**OBJECTIVE:**
Locate every line in the listing below that contains the word "cloud" and copy each of those lines. The match is case-sensitive.

**PROVIDED RECORDS:**

_____

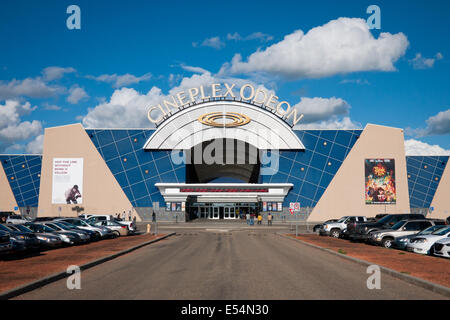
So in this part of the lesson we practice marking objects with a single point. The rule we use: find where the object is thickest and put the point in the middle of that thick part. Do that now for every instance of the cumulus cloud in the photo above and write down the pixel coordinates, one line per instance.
(12, 128)
(76, 94)
(35, 146)
(214, 42)
(29, 87)
(419, 62)
(436, 125)
(121, 80)
(320, 109)
(263, 37)
(54, 73)
(341, 46)
(418, 148)
(128, 108)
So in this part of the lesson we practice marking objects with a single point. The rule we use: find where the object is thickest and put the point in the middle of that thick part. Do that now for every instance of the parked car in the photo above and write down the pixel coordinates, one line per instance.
(97, 217)
(5, 242)
(386, 237)
(66, 238)
(93, 235)
(362, 230)
(74, 237)
(4, 215)
(21, 241)
(81, 224)
(318, 226)
(334, 229)
(16, 219)
(401, 242)
(442, 248)
(424, 244)
(119, 229)
(45, 241)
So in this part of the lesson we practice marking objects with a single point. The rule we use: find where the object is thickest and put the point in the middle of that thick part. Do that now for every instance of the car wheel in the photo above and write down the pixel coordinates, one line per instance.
(387, 243)
(335, 233)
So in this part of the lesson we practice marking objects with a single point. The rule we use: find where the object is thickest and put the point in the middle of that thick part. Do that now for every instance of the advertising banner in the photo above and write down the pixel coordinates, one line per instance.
(380, 181)
(67, 182)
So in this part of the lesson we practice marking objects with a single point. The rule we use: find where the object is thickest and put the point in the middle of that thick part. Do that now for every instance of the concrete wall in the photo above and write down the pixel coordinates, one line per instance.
(441, 200)
(7, 199)
(102, 193)
(346, 193)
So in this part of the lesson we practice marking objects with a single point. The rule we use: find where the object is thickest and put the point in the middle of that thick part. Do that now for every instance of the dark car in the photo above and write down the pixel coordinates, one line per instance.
(21, 241)
(5, 243)
(318, 226)
(361, 231)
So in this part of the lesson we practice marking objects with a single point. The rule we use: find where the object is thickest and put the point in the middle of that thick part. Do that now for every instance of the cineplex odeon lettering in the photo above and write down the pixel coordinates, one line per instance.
(220, 151)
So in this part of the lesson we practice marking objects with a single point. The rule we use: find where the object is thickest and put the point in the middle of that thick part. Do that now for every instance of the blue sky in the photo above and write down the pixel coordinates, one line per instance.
(154, 44)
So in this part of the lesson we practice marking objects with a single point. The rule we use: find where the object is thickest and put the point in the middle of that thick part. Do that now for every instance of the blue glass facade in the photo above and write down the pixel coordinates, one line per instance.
(310, 171)
(424, 175)
(24, 174)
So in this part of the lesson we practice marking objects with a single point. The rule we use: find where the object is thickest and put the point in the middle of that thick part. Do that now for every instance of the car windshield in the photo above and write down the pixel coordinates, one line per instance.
(23, 228)
(430, 230)
(5, 228)
(61, 225)
(442, 232)
(398, 225)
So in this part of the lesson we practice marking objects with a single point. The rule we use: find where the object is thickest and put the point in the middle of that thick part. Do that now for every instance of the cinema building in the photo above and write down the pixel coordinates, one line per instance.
(218, 156)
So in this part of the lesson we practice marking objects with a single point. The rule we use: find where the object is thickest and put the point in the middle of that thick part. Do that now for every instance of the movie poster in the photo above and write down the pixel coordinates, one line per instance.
(67, 181)
(380, 181)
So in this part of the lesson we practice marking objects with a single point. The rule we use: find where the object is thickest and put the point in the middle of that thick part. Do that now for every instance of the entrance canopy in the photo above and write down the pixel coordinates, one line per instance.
(224, 120)
(224, 192)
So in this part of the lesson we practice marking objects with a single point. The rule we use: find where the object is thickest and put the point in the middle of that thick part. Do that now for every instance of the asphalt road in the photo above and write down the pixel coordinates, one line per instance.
(220, 264)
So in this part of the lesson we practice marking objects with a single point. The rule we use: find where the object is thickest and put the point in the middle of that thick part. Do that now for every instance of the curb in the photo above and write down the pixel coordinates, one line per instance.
(61, 275)
(437, 288)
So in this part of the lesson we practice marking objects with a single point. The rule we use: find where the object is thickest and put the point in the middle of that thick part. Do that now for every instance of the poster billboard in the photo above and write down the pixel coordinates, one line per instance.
(67, 182)
(380, 181)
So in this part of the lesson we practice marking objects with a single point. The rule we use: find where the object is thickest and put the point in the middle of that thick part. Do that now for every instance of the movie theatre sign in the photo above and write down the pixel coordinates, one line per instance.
(218, 91)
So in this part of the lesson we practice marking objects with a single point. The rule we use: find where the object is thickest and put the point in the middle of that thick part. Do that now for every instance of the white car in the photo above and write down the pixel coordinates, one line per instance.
(334, 229)
(104, 232)
(424, 244)
(16, 219)
(93, 219)
(442, 248)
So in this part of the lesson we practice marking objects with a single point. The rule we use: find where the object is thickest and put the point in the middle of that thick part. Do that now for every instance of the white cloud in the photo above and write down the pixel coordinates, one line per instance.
(263, 37)
(76, 94)
(30, 87)
(121, 80)
(12, 128)
(419, 148)
(128, 108)
(321, 109)
(340, 46)
(53, 73)
(36, 146)
(214, 42)
(420, 62)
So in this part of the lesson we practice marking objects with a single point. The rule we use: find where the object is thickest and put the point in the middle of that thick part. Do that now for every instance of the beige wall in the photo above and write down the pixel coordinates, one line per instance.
(102, 193)
(7, 199)
(346, 193)
(441, 200)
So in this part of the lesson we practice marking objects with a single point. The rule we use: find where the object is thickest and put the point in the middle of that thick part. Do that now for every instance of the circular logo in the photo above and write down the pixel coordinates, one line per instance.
(237, 119)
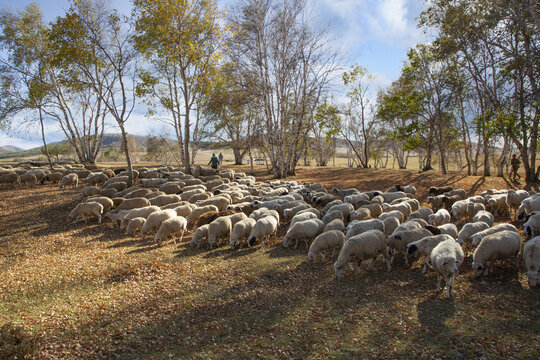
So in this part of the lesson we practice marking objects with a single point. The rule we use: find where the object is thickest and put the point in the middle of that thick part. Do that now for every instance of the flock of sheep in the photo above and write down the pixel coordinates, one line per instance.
(228, 206)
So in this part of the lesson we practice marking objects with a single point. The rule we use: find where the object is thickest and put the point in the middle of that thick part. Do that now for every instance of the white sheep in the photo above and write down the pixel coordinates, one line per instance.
(367, 245)
(484, 216)
(442, 216)
(171, 227)
(398, 241)
(200, 235)
(532, 225)
(446, 259)
(421, 213)
(499, 246)
(364, 225)
(332, 239)
(154, 220)
(135, 225)
(424, 247)
(469, 230)
(241, 231)
(263, 229)
(476, 238)
(85, 210)
(336, 224)
(531, 257)
(305, 230)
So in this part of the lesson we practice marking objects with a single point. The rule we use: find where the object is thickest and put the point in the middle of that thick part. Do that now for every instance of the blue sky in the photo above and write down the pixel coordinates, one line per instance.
(373, 33)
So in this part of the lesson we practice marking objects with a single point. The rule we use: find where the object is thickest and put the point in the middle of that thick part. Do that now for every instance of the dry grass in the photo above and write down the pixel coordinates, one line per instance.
(88, 292)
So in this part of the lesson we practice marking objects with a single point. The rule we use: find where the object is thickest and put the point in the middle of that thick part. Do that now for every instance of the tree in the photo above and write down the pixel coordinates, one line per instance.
(181, 39)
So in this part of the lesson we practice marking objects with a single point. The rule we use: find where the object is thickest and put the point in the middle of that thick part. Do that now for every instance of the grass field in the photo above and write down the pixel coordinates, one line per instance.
(76, 291)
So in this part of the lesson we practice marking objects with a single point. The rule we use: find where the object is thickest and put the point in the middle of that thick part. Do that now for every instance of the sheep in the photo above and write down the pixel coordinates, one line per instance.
(135, 225)
(424, 247)
(85, 210)
(469, 229)
(531, 257)
(374, 209)
(446, 259)
(264, 228)
(476, 238)
(331, 239)
(336, 224)
(515, 198)
(390, 225)
(484, 216)
(436, 202)
(241, 231)
(364, 225)
(532, 225)
(448, 229)
(398, 241)
(499, 246)
(134, 203)
(106, 202)
(442, 216)
(154, 220)
(163, 200)
(367, 245)
(69, 179)
(435, 191)
(402, 207)
(305, 230)
(332, 215)
(171, 227)
(193, 218)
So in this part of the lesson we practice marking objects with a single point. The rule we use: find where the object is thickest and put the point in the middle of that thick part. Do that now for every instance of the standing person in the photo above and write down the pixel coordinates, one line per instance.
(515, 167)
(214, 161)
(220, 160)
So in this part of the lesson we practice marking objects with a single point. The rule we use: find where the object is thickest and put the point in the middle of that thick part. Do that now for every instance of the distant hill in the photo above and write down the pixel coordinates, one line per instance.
(9, 148)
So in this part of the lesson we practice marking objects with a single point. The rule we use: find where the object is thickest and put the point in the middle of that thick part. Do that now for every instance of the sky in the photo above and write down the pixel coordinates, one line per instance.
(372, 33)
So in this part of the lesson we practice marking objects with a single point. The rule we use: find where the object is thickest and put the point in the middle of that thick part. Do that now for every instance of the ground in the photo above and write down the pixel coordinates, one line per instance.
(86, 291)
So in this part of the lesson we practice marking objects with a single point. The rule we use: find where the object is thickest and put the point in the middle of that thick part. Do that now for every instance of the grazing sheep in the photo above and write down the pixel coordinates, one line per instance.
(442, 216)
(421, 213)
(241, 231)
(531, 257)
(106, 202)
(332, 215)
(390, 225)
(336, 224)
(424, 247)
(364, 225)
(435, 191)
(133, 203)
(367, 245)
(305, 230)
(445, 259)
(398, 241)
(85, 210)
(331, 239)
(135, 225)
(448, 229)
(394, 213)
(69, 179)
(264, 228)
(469, 230)
(155, 219)
(484, 216)
(499, 246)
(532, 225)
(171, 227)
(476, 238)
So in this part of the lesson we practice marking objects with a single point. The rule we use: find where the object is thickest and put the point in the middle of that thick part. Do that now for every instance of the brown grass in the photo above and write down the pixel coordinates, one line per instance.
(88, 292)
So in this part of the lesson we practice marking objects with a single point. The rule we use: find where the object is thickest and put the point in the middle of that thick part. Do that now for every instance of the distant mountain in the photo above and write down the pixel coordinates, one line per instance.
(9, 148)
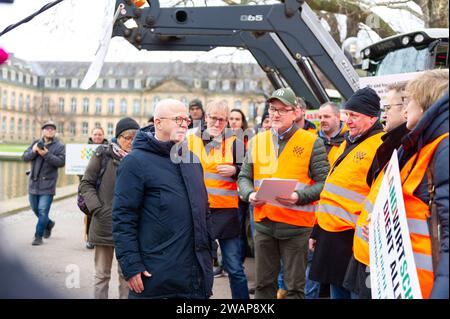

_____

**ANSWER BELOW:**
So in this part of the lesson we practice marking objects with a single point. The rule we use: find where the object is thickest and put the point in the middle of that thick part. Do that now for every instance of the cumulus cloud in the photo above and write down the pixel coordinates, one line per instance.
So in this part of the lesson we practice marking objects with a single point. The rule we use: find where the object is thickest and put the point in the middle of that thick part. Do that now for every instance of the white cloud in the photo above and write down the pixel coordinates, one line per instance.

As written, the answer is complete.